◆ Source records ◆
-.-.-

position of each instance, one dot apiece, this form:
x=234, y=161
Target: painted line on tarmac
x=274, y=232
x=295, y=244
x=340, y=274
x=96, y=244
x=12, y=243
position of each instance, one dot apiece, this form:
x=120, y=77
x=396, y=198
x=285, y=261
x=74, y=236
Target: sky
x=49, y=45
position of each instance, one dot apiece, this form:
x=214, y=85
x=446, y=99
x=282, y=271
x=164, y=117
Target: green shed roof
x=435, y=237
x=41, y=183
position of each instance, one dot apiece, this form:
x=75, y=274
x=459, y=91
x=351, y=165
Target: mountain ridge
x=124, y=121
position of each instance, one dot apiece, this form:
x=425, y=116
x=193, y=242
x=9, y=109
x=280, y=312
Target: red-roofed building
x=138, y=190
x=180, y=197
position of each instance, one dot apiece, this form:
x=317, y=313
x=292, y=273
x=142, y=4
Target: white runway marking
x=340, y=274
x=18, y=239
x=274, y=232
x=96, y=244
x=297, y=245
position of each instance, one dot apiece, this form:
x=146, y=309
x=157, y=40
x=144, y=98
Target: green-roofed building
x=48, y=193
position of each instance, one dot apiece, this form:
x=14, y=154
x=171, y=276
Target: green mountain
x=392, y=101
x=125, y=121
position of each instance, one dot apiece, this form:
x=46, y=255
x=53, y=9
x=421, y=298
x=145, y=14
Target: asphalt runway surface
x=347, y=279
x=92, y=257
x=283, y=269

-.-.-

◆ The request ◆
Copy the lines above with no changes, beginning with the first line and going on through the line with "x=124, y=121".

◆ Result of the exercise ◆
position of each instance, one dot apiece, this form:
x=234, y=161
Target: painted line on tarmac
x=274, y=232
x=295, y=244
x=340, y=274
x=96, y=244
x=12, y=243
position of each instance, one dot apiece, this form:
x=120, y=77
x=396, y=198
x=285, y=261
x=74, y=236
Target: sky
x=49, y=45
position of each instance, one dot apiece, this form:
x=214, y=85
x=446, y=99
x=282, y=271
x=164, y=117
Target: green shed roof
x=435, y=237
x=41, y=183
position of each instance, one dot apiece, this form:
x=75, y=274
x=459, y=91
x=351, y=165
Target: mountain ridge
x=124, y=121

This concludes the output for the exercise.